Some records
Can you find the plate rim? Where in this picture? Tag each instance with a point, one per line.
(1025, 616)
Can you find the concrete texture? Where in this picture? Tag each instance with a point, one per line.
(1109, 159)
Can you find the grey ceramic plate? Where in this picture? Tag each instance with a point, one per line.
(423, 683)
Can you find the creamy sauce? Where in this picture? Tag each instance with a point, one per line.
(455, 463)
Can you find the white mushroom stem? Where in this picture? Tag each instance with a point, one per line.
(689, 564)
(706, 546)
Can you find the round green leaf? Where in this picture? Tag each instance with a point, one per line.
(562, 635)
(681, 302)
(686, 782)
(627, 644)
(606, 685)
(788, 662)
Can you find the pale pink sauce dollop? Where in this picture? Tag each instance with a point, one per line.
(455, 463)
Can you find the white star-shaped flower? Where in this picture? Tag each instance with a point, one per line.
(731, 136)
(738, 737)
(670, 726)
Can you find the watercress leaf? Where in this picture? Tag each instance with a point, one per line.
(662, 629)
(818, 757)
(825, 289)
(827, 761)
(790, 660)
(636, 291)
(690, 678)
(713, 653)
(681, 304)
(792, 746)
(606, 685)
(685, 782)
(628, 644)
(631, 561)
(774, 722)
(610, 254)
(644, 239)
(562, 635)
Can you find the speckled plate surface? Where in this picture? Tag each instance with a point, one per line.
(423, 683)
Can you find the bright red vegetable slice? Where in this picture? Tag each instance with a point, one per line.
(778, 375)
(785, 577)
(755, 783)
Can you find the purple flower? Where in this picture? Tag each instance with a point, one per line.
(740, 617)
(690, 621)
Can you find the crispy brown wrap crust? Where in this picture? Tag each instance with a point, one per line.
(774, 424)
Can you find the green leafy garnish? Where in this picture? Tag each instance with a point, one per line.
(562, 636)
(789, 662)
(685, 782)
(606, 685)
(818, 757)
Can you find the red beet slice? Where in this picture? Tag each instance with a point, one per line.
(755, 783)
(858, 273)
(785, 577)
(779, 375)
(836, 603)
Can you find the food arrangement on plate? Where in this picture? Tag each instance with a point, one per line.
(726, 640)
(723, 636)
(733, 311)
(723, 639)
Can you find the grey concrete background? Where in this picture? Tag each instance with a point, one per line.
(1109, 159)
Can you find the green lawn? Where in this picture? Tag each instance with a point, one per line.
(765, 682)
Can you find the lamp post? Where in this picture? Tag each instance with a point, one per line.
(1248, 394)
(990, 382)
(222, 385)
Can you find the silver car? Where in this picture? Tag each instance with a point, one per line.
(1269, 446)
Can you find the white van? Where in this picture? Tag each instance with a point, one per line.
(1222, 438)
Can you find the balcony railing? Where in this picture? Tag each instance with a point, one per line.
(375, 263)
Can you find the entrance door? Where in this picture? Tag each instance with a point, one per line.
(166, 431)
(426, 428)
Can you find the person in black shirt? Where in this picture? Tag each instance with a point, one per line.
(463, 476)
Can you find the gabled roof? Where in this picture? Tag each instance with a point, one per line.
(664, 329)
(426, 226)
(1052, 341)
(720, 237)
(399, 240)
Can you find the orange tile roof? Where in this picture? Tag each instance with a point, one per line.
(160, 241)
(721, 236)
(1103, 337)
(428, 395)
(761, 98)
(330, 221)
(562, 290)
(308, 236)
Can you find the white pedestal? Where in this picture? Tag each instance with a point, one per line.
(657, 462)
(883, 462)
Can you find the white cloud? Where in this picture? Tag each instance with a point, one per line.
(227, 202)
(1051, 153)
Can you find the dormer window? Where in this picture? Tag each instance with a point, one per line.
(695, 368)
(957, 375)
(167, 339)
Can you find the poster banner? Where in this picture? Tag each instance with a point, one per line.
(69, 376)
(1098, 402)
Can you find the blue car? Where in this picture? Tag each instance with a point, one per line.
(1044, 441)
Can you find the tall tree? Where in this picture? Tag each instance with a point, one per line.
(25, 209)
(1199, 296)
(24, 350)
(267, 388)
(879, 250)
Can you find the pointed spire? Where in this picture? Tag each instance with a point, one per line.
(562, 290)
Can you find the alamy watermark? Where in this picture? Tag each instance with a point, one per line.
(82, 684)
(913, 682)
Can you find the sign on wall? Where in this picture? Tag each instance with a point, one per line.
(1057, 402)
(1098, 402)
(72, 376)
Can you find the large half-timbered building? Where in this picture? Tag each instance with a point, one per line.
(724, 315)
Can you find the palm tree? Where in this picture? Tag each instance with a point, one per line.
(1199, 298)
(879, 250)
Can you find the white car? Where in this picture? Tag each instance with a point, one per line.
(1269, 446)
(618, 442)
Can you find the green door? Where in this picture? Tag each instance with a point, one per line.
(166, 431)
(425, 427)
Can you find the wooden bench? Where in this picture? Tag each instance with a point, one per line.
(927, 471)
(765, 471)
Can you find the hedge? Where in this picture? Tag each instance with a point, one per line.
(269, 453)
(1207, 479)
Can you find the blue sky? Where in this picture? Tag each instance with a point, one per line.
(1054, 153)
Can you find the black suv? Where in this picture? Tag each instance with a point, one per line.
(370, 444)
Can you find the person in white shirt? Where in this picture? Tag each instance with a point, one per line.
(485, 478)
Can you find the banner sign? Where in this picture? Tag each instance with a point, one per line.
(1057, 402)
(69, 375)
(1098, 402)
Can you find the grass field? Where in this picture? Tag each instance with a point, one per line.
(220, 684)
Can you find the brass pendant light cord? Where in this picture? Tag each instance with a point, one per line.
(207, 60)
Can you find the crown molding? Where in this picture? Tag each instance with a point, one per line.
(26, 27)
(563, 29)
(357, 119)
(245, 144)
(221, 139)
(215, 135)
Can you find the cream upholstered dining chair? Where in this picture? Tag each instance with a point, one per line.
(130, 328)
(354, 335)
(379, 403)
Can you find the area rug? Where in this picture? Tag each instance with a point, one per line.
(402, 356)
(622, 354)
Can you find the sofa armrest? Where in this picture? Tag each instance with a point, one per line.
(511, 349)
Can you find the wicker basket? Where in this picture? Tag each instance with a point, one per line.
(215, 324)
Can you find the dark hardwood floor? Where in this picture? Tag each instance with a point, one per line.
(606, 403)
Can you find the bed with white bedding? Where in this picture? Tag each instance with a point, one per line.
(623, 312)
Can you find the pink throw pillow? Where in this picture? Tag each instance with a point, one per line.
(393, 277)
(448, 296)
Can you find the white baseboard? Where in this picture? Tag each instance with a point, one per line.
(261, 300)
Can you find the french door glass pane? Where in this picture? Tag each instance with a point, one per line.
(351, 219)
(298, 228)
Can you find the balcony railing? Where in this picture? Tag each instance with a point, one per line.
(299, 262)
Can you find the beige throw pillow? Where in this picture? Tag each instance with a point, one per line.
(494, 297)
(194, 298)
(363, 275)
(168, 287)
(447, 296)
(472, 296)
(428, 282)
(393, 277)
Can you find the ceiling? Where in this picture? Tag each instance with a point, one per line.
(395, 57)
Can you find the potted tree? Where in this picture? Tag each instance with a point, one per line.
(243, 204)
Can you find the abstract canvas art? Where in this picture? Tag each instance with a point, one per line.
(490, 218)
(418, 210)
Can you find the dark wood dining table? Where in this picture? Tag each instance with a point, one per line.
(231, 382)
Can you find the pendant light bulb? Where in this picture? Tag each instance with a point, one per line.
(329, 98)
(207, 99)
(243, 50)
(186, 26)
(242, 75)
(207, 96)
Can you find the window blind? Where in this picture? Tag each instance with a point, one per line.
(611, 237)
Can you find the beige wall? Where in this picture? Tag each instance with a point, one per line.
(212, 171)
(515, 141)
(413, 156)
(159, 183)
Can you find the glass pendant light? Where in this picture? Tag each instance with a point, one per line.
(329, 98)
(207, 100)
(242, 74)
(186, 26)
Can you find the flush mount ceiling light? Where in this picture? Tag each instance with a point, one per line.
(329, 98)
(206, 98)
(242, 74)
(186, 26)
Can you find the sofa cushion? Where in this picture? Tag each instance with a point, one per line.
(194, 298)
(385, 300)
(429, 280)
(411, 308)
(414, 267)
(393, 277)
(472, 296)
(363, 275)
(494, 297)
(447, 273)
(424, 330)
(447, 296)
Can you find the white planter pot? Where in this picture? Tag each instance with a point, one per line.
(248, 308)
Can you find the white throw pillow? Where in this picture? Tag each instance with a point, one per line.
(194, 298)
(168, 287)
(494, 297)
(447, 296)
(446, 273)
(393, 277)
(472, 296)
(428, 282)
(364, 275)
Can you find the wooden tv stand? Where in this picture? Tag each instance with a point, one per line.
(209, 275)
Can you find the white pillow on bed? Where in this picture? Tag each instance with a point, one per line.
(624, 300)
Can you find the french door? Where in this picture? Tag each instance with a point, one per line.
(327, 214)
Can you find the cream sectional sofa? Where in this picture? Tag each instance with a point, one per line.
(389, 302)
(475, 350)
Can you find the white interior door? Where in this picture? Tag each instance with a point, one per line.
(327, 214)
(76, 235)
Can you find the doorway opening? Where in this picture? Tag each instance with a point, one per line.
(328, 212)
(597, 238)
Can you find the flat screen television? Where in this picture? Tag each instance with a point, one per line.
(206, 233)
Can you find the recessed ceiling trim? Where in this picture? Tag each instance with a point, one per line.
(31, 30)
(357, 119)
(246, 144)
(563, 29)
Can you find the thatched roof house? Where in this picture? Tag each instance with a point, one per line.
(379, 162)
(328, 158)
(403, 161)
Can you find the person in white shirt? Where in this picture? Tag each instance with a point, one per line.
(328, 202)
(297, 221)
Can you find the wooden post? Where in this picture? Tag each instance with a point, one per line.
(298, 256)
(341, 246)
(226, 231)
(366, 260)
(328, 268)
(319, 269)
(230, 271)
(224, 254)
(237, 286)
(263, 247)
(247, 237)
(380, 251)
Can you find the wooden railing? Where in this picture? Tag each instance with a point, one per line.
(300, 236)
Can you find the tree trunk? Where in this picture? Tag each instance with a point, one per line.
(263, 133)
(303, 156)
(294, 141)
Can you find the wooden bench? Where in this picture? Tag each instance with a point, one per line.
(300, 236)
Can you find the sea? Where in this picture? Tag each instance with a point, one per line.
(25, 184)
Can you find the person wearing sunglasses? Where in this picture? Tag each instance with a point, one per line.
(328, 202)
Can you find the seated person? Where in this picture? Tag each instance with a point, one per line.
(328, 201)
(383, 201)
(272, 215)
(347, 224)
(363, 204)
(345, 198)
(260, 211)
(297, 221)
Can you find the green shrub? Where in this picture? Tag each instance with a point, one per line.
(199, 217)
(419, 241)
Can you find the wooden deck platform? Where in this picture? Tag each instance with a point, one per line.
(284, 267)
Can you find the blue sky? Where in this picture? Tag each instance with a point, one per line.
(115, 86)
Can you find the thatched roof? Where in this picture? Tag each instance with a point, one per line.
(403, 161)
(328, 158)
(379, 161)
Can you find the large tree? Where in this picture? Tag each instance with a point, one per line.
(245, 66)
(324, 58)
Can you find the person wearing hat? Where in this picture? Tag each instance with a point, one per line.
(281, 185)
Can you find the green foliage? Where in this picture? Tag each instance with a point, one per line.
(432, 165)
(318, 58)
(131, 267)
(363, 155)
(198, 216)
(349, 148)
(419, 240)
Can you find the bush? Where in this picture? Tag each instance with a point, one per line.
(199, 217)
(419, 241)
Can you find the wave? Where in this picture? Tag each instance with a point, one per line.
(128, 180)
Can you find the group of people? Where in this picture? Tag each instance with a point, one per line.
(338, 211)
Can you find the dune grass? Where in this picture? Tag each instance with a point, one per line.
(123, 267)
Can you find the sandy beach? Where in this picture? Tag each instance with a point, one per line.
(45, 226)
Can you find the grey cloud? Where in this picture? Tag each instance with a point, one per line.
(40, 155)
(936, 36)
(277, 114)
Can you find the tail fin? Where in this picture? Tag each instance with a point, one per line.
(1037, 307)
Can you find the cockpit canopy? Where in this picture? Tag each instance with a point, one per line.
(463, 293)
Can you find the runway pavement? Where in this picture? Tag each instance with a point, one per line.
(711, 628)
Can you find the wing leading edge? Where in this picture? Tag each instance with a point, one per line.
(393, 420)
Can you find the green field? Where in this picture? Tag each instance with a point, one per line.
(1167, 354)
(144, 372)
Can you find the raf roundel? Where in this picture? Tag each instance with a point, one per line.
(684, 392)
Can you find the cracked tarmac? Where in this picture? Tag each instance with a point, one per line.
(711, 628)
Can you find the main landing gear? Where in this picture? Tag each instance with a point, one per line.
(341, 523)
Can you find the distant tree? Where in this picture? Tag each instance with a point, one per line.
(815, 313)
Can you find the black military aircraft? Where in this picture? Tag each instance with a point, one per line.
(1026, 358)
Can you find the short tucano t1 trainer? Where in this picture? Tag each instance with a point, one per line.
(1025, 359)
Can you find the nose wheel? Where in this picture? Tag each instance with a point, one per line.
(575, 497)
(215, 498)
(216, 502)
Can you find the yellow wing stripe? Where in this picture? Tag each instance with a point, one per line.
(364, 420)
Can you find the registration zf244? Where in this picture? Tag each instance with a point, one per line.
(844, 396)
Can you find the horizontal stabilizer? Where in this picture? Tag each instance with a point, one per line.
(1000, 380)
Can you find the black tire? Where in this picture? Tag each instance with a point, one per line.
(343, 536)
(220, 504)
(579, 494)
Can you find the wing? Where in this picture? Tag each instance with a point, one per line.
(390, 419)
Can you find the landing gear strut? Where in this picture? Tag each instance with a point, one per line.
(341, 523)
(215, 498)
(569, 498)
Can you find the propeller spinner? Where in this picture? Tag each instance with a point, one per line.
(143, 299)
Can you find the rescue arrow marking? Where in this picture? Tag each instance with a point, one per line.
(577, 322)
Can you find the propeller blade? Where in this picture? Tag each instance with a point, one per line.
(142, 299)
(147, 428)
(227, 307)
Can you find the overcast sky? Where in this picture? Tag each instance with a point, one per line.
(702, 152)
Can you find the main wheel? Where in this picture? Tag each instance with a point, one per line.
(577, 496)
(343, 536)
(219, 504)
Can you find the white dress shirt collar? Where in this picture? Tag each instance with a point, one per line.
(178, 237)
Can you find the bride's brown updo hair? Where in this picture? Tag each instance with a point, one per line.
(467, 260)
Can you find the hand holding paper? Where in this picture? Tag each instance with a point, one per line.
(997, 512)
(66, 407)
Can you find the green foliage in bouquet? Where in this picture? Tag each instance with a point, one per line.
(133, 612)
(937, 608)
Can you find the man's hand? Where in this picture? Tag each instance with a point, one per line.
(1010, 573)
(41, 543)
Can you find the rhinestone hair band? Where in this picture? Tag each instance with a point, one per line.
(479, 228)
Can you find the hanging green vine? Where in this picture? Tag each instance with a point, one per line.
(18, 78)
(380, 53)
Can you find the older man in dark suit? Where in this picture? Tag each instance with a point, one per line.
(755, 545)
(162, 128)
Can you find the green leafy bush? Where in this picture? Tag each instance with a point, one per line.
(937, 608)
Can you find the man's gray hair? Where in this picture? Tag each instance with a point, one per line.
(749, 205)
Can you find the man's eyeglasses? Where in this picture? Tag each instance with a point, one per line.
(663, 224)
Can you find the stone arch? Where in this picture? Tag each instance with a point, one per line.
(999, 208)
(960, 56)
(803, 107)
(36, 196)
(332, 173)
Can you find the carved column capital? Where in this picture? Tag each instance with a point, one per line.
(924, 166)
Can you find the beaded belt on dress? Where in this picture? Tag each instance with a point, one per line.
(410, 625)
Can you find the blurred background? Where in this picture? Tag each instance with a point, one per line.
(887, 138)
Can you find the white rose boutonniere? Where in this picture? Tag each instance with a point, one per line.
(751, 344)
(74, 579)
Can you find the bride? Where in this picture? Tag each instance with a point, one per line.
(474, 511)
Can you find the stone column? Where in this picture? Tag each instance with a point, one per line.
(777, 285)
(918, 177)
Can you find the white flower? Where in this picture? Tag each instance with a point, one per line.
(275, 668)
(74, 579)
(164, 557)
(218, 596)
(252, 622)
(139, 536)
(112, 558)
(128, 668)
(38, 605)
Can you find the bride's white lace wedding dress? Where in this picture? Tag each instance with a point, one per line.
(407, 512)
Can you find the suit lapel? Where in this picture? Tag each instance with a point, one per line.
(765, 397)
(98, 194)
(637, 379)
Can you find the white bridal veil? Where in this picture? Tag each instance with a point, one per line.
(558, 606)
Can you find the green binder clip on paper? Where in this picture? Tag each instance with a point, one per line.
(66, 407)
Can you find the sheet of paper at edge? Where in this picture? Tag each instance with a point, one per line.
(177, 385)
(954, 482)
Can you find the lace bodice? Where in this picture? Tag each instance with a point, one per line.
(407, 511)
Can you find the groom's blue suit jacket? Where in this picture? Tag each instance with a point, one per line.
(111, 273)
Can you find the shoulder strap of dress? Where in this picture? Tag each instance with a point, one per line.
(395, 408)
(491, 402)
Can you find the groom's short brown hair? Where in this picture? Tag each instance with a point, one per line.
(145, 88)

__EXERCISE AIM__.
Every line from the one holding "Can you find the stone arch?" through the final line of the listing must be echoed exactly; leave out all other lines.

__SOLUTION BELOW__.
Can you find the stone arch? Where in this picture? Tag each instance with a point, one per line.
(999, 208)
(960, 56)
(803, 107)
(36, 196)
(332, 173)
Can you find the carved column capital? Where in this picture? Tag each instance with a point, one per line.
(924, 166)
Can you find the beaded belt on dress? Where in this picture? Tag each instance with a point, one per line.
(410, 625)
Can you find the blurred background? Where in this picture? Tag each instance with a point, one per line.
(887, 138)
Can you find the white rose boutonniere? Where in this picture? Tag each instance with a point, one per line.
(751, 344)
(74, 579)
Can you find the bride? Where in this picture? Tag each instance with a point, one per line.
(474, 511)
Can you find the stone column? Where in this picture? Tag each instance with a point, one per line.
(777, 285)
(918, 177)
Can you find the white flower? Where in this picture? Tag each instance with a point, one per line.
(275, 668)
(74, 579)
(164, 557)
(218, 596)
(252, 622)
(139, 536)
(112, 558)
(128, 668)
(38, 605)
Can you find the bride's white lace wedding dress? Where in this picture? Tag each instance with a point, one per line.
(407, 512)
Can you find the suit lapel? Where in this picture? Tag each instance with a point, one per line.
(765, 397)
(98, 194)
(637, 379)
Can you find the white bridal veil? Where in this picture? Tag each instance with a point, one per line.
(558, 606)
Can you find the green binder clip on paper? Where in this picture? Tag each instance with a point, one per line.
(66, 407)
Can you find the sheet of paper at edge? Where in this picture? Tag each instance with a point, one per line.
(177, 385)
(954, 482)
Can you find the lace bodice? Where in this picture? Tag each instance with a point, one per line.
(407, 511)
Can you find the groom's blue suit jacket? Where in this picture? Tag each instance with a point, one per line.
(111, 273)
Can you find the shoulder strap of dress? Where in this picture? Tag each instance with a point, one per line.
(395, 408)
(491, 402)
Can you find the groom's short brown hair? Where in this picture? Tag each instance with a point, one per line.
(145, 88)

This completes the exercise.